# START OF Task input

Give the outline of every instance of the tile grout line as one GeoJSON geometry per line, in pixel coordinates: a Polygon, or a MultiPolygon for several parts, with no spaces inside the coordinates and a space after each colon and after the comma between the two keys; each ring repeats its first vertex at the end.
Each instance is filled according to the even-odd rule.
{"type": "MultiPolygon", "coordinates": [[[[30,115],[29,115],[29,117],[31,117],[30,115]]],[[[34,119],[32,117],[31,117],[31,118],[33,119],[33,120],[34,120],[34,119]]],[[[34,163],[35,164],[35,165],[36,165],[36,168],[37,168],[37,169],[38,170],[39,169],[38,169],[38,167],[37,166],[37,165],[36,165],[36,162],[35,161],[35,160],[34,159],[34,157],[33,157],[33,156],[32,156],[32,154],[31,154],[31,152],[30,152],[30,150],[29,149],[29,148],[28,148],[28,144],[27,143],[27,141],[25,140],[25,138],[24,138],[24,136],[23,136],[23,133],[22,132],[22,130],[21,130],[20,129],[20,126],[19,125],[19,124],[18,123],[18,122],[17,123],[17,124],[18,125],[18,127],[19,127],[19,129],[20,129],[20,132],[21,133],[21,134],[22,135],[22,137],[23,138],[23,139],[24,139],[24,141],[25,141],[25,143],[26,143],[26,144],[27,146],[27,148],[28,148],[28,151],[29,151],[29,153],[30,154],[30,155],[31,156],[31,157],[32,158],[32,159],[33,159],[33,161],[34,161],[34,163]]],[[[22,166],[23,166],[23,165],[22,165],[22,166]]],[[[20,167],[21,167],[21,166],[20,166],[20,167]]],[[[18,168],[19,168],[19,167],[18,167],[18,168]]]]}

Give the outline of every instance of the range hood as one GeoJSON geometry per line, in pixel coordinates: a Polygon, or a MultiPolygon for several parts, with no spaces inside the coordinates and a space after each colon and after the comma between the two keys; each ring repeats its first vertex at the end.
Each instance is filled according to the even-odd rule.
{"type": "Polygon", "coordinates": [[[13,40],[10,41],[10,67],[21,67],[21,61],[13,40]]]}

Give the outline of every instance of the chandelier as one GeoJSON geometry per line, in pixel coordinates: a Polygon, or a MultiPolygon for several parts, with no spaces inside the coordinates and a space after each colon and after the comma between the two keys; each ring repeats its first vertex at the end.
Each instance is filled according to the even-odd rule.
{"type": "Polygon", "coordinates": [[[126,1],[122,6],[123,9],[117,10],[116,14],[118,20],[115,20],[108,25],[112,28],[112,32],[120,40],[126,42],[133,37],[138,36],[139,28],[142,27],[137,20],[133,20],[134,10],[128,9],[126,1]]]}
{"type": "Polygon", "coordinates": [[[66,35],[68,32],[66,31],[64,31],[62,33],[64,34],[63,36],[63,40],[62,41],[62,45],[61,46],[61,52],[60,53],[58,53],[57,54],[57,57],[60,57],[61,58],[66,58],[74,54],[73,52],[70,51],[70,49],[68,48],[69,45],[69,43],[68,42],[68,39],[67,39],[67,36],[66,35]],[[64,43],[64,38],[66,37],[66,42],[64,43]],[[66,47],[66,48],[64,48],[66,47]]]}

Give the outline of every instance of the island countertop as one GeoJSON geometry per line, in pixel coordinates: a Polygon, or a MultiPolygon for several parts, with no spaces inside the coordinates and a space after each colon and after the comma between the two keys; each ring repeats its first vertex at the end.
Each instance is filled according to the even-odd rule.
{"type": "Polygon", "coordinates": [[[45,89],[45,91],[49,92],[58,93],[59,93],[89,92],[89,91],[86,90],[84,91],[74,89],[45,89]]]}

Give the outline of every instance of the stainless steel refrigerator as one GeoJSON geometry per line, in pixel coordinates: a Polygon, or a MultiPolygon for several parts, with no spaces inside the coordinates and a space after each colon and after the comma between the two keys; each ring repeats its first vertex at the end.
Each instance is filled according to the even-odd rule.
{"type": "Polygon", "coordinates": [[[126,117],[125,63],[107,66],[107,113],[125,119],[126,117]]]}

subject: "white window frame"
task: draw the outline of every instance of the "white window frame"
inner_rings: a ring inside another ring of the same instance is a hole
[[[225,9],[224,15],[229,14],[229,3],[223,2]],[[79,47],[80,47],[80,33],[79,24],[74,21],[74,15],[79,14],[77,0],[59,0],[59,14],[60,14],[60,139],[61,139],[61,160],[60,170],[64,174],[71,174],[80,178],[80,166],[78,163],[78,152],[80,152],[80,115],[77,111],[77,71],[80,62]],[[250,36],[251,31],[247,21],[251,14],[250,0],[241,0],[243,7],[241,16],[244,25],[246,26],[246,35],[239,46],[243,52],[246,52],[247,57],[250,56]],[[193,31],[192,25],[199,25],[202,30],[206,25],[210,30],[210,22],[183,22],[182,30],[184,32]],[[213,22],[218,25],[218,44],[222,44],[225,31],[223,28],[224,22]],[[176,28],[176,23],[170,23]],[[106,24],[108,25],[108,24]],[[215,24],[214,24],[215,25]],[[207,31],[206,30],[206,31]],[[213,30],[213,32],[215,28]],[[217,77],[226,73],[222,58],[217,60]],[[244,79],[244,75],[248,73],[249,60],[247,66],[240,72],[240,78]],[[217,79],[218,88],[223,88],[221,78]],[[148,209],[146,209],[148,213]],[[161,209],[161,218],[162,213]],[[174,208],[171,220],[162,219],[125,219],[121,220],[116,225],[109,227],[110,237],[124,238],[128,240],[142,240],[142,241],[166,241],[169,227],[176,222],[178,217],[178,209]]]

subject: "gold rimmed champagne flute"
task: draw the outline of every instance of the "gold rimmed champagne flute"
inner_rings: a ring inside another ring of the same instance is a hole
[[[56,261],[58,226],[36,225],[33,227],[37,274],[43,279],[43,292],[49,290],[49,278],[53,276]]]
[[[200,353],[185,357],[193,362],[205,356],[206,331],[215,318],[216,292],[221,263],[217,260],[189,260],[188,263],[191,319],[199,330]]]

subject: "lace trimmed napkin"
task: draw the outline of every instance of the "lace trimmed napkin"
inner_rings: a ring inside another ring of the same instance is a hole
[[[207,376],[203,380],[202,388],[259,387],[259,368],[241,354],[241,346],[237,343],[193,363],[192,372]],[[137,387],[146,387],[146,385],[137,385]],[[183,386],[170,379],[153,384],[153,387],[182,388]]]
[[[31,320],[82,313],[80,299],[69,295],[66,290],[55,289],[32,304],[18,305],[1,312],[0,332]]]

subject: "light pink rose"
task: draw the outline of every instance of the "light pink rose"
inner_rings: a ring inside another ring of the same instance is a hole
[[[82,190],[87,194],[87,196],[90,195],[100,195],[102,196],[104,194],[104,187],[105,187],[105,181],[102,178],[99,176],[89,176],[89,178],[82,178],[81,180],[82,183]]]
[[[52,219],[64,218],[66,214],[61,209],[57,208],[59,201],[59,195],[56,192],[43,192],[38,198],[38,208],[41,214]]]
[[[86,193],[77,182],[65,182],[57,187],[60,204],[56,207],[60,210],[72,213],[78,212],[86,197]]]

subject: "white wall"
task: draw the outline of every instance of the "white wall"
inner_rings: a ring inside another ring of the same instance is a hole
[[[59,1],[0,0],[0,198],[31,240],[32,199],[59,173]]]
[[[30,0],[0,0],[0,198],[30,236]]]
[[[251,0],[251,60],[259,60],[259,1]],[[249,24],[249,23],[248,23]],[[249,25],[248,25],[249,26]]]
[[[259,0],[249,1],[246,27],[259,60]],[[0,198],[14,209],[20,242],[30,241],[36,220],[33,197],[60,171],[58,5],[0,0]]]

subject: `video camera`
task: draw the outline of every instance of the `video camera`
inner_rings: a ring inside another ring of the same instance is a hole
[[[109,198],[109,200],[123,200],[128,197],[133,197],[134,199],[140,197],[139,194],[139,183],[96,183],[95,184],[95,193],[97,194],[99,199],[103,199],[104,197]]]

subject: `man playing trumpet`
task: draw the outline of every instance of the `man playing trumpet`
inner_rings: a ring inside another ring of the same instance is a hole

# END OF Task input

Request: Show each line of the entries above that contains the word "window", treating uppercase and lowercase as different.

Exercise solution:
subject: "white window frame"
task: draw the outline of every instance of the "white window frame"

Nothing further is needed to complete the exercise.